BEGIN Supplied data
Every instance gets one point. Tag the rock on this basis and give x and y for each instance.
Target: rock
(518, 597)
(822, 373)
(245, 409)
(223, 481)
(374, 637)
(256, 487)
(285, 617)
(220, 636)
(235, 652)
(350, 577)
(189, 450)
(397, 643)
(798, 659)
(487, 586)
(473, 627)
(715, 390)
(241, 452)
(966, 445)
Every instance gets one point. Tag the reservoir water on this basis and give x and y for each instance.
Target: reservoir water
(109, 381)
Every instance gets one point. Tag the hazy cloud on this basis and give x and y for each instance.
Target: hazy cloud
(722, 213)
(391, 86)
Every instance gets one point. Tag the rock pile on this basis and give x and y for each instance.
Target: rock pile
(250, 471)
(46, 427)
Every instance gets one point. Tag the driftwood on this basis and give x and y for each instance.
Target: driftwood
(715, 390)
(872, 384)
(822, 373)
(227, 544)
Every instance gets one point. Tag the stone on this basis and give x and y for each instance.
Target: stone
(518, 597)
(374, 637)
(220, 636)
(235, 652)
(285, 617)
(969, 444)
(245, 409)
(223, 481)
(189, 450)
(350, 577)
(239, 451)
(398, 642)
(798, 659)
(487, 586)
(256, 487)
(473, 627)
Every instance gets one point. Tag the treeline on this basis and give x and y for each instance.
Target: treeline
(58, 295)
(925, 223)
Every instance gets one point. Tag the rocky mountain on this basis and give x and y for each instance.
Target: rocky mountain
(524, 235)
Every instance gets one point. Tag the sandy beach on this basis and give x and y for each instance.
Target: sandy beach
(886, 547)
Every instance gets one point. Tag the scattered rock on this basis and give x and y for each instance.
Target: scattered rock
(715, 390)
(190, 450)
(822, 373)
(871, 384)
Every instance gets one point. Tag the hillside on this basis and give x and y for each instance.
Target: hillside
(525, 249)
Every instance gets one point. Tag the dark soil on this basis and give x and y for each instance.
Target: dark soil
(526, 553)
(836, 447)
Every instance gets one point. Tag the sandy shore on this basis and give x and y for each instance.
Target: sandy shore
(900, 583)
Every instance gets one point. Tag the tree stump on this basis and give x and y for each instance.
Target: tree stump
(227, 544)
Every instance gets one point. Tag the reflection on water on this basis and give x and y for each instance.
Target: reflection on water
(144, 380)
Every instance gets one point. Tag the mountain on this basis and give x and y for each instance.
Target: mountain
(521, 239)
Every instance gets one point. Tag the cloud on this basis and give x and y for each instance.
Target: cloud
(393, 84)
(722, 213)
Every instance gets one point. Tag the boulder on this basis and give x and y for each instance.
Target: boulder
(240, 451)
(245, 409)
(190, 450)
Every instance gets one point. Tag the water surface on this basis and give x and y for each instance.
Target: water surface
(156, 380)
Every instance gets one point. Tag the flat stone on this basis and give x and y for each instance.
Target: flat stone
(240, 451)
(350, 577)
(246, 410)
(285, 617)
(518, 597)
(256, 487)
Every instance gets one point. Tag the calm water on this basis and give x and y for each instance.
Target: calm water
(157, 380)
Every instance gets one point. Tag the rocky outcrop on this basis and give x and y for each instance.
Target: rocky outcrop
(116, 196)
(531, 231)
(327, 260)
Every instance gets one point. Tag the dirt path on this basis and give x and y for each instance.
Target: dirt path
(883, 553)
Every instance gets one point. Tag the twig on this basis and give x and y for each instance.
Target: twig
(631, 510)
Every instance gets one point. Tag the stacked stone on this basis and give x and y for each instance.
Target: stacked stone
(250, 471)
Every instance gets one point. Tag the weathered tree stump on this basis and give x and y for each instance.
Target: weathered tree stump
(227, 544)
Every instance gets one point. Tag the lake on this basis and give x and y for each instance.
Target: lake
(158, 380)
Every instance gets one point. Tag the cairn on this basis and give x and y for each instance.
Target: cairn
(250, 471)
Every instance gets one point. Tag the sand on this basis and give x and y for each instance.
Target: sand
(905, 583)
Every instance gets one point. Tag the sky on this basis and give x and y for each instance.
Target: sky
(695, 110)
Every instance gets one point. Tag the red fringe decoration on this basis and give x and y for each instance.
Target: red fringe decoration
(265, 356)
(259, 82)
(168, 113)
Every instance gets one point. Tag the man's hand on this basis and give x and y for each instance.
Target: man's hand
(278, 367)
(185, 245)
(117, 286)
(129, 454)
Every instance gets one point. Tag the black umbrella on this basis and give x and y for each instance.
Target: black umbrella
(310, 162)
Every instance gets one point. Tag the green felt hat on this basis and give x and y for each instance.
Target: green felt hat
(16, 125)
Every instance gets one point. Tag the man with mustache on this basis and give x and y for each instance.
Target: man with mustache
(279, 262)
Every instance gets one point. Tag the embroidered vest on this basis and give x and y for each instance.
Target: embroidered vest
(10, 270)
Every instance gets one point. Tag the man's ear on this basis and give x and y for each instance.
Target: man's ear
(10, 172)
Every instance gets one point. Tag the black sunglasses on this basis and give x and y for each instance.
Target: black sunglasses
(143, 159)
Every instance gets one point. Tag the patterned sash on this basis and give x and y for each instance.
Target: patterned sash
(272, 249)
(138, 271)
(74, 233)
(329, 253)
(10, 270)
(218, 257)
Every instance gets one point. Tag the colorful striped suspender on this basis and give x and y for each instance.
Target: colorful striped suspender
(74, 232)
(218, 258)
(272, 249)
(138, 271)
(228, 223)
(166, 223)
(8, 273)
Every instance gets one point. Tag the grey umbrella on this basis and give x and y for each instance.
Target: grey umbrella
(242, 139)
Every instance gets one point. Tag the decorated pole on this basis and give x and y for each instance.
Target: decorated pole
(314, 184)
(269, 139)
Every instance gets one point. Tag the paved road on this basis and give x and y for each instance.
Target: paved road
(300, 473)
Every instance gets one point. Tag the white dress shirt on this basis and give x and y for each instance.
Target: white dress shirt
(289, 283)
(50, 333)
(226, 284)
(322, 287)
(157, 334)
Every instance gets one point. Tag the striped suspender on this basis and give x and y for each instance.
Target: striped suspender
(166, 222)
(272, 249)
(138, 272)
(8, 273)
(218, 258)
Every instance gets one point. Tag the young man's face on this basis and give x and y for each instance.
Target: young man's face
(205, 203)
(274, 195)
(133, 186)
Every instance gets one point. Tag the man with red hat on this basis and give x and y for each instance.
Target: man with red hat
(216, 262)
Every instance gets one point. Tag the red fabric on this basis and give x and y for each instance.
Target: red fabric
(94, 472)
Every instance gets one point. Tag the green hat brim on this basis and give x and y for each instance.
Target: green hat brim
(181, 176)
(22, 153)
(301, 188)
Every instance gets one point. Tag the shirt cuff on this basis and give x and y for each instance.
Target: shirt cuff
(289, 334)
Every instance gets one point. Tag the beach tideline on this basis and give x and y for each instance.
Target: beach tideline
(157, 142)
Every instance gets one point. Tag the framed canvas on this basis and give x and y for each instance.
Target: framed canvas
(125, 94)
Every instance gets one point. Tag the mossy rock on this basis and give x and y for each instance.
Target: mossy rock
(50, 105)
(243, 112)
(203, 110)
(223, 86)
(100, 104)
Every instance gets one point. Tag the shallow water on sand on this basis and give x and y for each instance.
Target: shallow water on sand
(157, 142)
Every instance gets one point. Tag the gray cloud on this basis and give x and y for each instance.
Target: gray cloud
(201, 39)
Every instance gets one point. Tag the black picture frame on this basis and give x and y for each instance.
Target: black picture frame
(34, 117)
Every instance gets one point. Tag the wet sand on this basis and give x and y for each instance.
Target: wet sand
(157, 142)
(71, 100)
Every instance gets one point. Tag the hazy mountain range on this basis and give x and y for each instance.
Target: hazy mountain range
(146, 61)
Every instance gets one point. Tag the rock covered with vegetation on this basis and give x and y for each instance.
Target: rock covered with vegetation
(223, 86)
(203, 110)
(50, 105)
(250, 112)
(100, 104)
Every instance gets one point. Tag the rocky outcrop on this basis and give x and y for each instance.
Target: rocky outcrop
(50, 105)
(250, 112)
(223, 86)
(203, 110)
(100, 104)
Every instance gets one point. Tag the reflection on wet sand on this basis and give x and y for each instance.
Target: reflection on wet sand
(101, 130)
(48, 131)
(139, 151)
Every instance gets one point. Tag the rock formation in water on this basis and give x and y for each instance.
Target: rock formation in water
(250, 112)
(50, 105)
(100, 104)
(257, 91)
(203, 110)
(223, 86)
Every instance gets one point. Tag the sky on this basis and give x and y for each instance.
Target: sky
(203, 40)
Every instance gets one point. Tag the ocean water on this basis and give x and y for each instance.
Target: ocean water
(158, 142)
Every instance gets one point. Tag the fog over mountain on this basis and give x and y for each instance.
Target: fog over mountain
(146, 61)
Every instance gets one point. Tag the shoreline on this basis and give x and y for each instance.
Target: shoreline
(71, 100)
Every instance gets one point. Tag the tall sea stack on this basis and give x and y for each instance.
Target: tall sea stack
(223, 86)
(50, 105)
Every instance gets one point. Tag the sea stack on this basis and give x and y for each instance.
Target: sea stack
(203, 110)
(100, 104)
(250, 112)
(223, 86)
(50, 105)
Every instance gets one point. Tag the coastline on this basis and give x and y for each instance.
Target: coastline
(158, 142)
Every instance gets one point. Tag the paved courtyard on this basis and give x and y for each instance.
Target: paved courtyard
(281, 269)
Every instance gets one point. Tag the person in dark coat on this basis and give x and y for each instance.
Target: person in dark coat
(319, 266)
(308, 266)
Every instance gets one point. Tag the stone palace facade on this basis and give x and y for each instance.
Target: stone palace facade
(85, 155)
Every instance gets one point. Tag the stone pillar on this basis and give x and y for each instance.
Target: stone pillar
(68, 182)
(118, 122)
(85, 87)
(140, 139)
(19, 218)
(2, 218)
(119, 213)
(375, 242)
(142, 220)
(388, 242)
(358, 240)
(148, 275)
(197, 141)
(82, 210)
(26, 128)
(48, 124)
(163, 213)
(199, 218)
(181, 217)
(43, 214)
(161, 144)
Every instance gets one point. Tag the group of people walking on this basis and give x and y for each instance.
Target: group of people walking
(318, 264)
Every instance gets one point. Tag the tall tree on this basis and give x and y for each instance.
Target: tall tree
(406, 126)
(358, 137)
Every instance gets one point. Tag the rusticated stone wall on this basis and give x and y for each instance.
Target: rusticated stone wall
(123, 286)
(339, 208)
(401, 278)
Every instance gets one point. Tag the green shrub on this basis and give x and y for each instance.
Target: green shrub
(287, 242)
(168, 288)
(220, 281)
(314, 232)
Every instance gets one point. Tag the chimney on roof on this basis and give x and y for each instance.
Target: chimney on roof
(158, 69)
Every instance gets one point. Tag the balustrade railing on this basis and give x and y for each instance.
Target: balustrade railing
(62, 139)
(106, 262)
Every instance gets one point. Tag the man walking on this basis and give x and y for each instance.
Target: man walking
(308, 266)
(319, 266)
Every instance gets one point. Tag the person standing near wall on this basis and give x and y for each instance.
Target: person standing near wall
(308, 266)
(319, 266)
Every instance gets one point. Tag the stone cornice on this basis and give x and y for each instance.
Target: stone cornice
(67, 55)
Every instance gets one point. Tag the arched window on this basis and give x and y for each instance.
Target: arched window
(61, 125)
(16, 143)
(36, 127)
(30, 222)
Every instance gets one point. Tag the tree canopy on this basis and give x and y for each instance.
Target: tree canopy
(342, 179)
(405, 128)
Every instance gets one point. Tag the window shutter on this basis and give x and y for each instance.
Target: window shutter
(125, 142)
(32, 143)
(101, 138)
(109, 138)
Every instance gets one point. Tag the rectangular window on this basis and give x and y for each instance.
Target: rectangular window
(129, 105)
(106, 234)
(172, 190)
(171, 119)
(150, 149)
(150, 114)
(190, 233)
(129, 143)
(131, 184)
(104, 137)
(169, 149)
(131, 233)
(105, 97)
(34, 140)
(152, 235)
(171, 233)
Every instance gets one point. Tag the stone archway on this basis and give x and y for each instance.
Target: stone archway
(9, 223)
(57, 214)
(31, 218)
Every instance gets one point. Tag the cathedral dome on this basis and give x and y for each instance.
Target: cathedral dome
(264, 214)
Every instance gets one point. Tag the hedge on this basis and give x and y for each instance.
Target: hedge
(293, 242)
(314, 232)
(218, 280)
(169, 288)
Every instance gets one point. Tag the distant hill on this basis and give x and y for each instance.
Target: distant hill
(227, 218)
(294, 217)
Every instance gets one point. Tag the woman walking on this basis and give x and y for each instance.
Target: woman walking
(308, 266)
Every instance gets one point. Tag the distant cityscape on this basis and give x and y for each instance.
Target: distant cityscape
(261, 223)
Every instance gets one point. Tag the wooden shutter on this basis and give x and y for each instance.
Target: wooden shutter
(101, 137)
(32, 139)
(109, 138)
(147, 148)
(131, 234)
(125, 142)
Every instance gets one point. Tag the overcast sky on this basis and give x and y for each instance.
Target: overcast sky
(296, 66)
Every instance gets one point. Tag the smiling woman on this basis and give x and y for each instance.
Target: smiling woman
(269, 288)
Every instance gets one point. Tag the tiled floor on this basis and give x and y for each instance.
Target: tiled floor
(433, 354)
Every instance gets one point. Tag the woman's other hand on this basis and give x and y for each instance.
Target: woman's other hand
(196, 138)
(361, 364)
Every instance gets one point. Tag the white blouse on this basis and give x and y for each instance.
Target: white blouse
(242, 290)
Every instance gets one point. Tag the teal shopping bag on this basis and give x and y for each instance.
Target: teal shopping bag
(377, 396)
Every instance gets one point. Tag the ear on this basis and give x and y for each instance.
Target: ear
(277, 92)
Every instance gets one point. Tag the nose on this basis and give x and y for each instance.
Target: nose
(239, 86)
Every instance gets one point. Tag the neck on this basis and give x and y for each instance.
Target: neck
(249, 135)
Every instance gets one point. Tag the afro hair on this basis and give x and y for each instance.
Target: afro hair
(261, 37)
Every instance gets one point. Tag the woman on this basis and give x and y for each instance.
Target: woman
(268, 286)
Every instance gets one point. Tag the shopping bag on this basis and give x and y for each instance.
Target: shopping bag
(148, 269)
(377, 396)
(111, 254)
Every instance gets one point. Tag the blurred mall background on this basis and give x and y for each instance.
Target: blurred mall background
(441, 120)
END Supplied data
### Task to carry out
Once you find the line with "Target: coastline" above, print it and every line after it up to and including the line with "Every instance gets one point. Tag the stone palace", exactly as written and nothing else.

### Exercise response
Target: coastline
(158, 142)
Every instance gets one point. Tag the paved courtyard on this basis and give x and y for each instance.
Target: paved courtyard
(281, 269)
Every instance gets one point. Tag the person in dark coat on this basis and give x and y for each instance.
Target: person in dark coat
(319, 266)
(308, 266)
Every instance gets one point. Tag the stone palace facade on this basis and give x and y for each instance.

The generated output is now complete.